[Task prompt]
Locate the line with "Q: For each instance of the clear" in the material. Copy that line and each one after it, through the last, exactly and with nothing else.

[Given information]
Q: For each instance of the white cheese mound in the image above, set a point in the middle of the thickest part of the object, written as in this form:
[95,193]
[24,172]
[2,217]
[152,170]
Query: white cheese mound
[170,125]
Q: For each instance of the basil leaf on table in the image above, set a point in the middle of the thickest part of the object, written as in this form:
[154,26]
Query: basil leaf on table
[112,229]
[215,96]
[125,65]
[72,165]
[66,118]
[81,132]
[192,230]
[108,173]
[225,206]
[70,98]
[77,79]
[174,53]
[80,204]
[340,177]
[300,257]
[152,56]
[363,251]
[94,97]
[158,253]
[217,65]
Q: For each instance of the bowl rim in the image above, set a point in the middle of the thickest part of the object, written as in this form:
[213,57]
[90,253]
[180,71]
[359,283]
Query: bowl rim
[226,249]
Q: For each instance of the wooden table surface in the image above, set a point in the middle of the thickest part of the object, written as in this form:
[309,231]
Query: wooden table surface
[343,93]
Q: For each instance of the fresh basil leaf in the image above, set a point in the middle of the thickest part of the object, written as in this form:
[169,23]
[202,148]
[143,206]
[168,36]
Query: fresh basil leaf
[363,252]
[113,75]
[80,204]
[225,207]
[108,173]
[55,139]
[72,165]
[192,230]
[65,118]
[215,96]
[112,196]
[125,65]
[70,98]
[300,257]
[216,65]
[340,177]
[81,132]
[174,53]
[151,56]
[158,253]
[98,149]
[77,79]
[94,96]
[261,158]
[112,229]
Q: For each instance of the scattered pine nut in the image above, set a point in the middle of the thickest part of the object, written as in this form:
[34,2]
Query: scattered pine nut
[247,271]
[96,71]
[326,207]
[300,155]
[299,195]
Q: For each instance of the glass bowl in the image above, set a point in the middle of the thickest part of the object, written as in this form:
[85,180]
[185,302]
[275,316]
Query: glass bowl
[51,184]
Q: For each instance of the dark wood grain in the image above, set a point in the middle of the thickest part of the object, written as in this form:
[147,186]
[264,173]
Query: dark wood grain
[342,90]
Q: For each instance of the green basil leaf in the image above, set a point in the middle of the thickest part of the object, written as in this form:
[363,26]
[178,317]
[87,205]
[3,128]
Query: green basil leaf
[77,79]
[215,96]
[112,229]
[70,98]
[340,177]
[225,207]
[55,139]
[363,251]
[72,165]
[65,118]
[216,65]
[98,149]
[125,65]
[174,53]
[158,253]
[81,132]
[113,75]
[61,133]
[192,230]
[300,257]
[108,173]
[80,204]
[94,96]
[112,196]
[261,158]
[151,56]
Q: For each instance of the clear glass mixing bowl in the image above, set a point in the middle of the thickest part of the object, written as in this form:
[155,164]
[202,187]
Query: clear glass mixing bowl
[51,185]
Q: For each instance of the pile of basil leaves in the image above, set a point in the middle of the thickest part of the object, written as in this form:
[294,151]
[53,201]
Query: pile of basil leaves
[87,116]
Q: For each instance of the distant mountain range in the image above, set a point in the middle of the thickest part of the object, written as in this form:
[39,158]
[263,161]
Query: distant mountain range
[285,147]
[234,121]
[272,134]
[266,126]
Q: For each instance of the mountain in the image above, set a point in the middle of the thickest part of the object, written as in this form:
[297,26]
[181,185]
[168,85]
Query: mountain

[Exercise response]
Q: For each instance of the clear glass mixing bowl in the image above, set a point in the middle of the thickest part of the object, written as in this form:
[155,164]
[202,187]
Query: clear glass mixing bowl
[51,185]
Q: For each instance of the pile of basil leaves in the image above, set a point in the middle of the thickest part of the object, written as in this form:
[294,151]
[53,201]
Query: pile of basil leaves
[87,116]
Q: For each instance of the distant mountain range in the image above, set a point in the middle of the thickest part of the object, written as in this form:
[39,158]
[263,161]
Query: distant mountain range
[285,147]
[234,121]
[272,134]
[266,126]
Q: For each instance of the mountain in the image above, set a point in the middle of the thickest part of the object, written as in this form:
[297,26]
[181,185]
[168,85]
Query: mountain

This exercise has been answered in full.